What is needed: Extend the reader comments on mortgage brokers, lender fees and mortgage fraud, picking up after their final line.

Take a look at the subdivisions where new homes have closed in the last 2 years. How many of these are builder financed, now take a closer look? How many of those builder financed homes are in foreclosure? The builders have a very strong lobby because the employ so many people. Is this the reason this is not being looked at closer?
Roland
on Thu, Oct 18 2007 7:00 AM
It upsets me to see a story with so much inaccurate information published. While mortgage fraud is a concern and should be prosecuted, YSP is legitimate compensation that is FULLY disclosed to the borrower upfront on the GFE and at closing. It is a tool to reduce costs that would otherwise be born by the borrower and is already regulated and limited with other fees. Mortgage brokers receive more regulation, licensing, education and provide greater disclosures than required by most banks.
CTAN
on Thu, Oct 18 2007 7:00 AM
I think those who are upset about YSP being paid to a broker by a lender really dont understand how little a rate needs to be increased for the broker to be paid. I'm looking at todays rates with a lender I use often and I can offer a rate of 6.125 with the borrower paying 1 point up front or I can offer 6.375 with no point. Its the borrowers choice, you can do 6.25 and pay a 1/2 of a point for all I care its a better deal than you can get at your bank. This professor Warren chick is a fool
Anonymous
on Thu, Oct 18 2007 7:00 AM
I find it hard to believe that after 30 years in the mortgage industry Bob S. thinks lawyers are the unscruplous ones? I have investigated mortgage fraud for the last 11 years, and 2 out of three cases I see are broker related, not borrower, not attorney.... Ask anyone who works mortgage fraud in this industry as to who initiates the fraud and see what answers you get.

Dataset entries:
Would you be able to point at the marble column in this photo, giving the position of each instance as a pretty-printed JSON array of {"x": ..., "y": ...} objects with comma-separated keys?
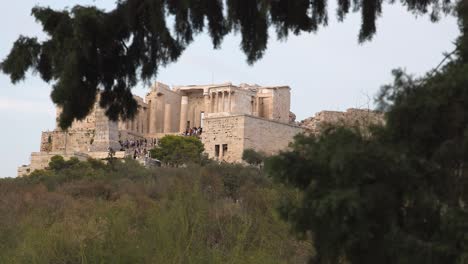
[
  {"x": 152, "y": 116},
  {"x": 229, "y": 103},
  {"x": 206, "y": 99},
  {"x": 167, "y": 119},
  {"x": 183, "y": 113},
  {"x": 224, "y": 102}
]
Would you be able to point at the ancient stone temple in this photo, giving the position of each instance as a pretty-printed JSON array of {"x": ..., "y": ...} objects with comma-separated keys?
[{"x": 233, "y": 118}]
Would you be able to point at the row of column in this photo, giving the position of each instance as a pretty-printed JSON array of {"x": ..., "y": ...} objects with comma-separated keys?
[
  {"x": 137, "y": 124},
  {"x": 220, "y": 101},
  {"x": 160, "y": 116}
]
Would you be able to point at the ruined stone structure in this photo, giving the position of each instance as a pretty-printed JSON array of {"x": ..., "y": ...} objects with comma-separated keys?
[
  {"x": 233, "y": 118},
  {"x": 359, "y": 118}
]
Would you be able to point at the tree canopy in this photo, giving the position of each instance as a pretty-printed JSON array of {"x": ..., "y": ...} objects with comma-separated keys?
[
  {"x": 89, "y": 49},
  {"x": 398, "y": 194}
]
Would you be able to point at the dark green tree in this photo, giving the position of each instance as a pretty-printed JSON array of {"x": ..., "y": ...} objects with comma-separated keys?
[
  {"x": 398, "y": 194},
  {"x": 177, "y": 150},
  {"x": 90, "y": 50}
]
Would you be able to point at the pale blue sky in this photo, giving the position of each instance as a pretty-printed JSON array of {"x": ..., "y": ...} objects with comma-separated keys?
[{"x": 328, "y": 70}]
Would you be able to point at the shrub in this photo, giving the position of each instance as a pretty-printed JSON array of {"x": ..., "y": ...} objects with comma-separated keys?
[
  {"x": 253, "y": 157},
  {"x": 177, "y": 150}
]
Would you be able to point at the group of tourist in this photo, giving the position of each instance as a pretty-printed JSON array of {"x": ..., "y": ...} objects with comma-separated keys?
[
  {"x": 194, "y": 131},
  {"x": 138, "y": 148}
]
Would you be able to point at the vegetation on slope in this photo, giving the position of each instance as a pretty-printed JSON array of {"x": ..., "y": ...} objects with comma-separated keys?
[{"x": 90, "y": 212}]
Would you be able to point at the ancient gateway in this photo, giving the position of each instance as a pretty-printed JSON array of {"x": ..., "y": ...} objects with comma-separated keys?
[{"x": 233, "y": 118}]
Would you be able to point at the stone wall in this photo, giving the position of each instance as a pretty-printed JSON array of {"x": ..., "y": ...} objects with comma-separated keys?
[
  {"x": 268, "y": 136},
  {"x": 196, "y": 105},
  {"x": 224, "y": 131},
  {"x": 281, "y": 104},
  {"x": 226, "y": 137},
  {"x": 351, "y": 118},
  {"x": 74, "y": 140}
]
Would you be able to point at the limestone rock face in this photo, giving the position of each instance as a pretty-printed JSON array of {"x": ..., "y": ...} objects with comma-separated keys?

--

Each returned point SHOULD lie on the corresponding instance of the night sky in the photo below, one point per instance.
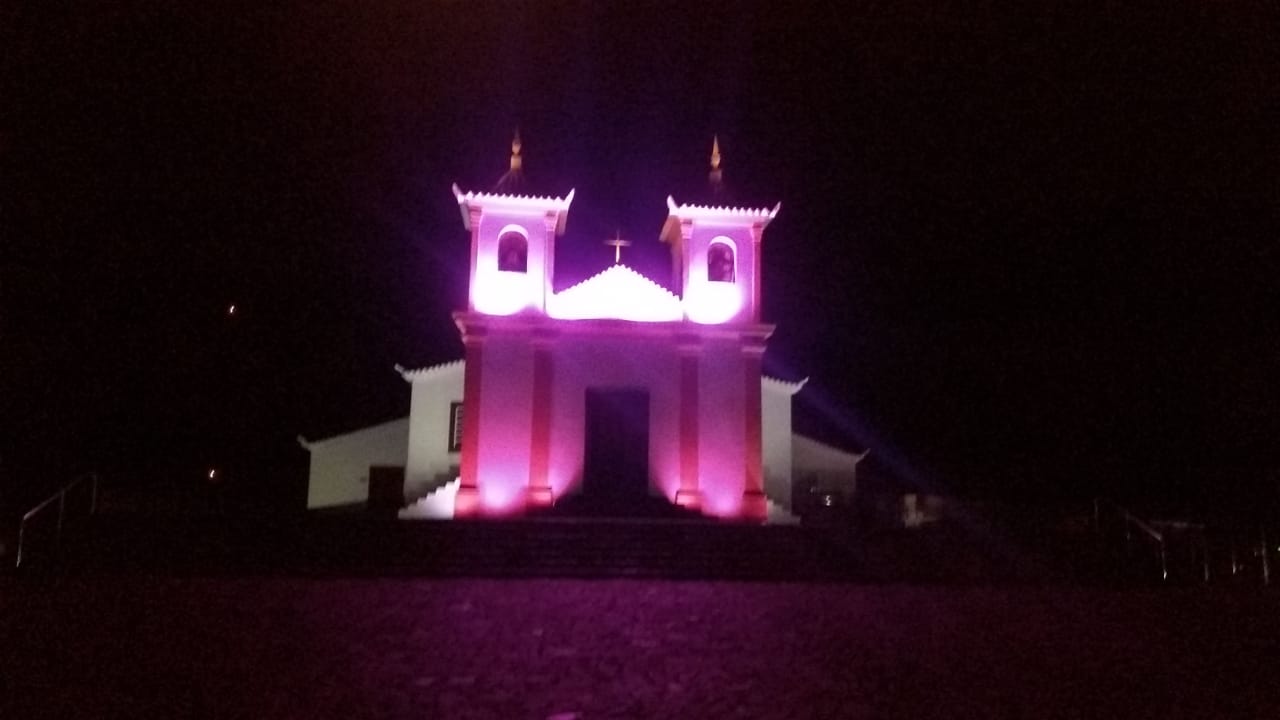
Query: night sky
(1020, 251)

Answer to this exercise:
JD Rawcliffe, Esq.
on Fri, Oct 19 2007 7:00 AM
I didn't realize that Harvard Law had such ignorant professors!
SCOTT
on Fri, Oct 26 2007 7:00 AM
Unfortunately there was invasion of uneducated, greedy loan originators when the housing market boomed in 2004 and 2005. Consumers were blinded by the prospect of rapid appreciation and didn't pay attention to the potential long term commitment of a mortgage. Any one off the street could originate a loan. The slow down of the housing market has chased the rotten apples from business. Her comments are outdated and ignorant. In today's tight mortgage market, a broker's value is without limitation.
Robert
on Wed, Nov 21 2007 8:00 AM
It is unfortunate that an institute like Harvard is also put on the line by incompetent educators. One would expect an indication of a certain amount of research on the subject by the author. Is it not interesting that she quotes a Fannie Mae vice president about ysp. Why not state the name so we can verify the source? May be she herself received benefits from writting this article? Nobody else would make such inaccurate statements.